### DA SVOLGERE
Cita parola per parola tutte le righe che seguono, omettendo le immagini.

___ ESTRATTI DEI DATI ___

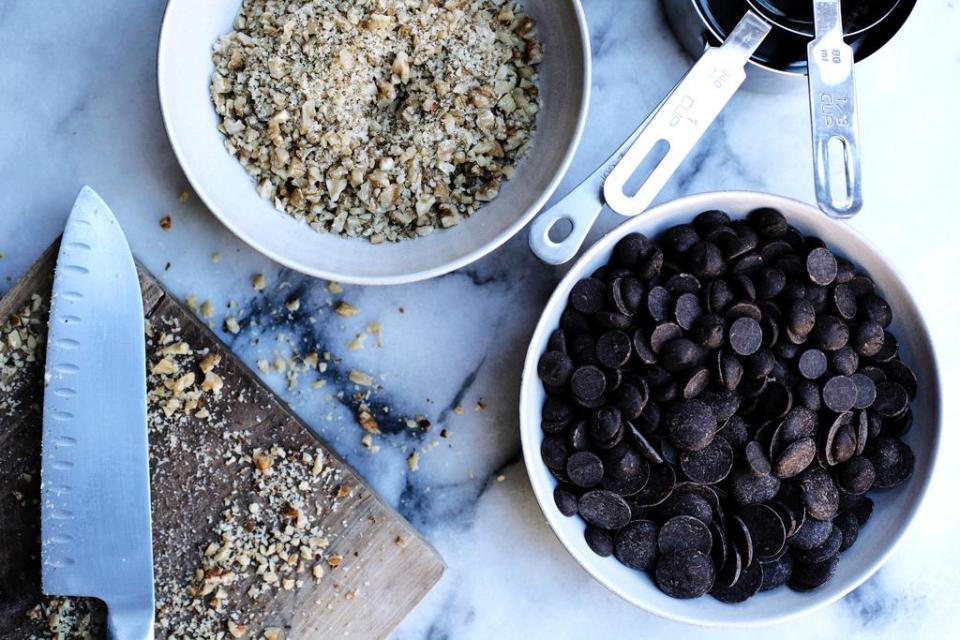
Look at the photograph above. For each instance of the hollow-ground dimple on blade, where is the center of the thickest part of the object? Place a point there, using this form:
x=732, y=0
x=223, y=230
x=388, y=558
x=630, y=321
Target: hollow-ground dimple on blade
x=95, y=495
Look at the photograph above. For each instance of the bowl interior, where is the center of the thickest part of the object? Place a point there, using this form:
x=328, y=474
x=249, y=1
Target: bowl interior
x=894, y=508
x=184, y=67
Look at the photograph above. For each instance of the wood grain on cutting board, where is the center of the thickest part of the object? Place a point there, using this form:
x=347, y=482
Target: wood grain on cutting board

___

### SOLUZIONE ESERCIZIO
Look at the photograph above. For each instance of the hollow-ground dimple on blade, where is the center of the thickest part of the object? Place a point there, using this form:
x=732, y=0
x=223, y=230
x=388, y=558
x=630, y=321
Target: hollow-ground dimple on blade
x=95, y=495
Look at the photograph above. For each instance of the bowl interior, where is the center of the thickest part of the object? Place a point there, using this form:
x=328, y=474
x=249, y=1
Target: bowl interior
x=894, y=508
x=184, y=67
Look at the photograph above. For each instance of the wood grain on cutting board, where is the center of the thickest part of the object? Place a point there, using this form:
x=347, y=482
Target: wood grain on cutting board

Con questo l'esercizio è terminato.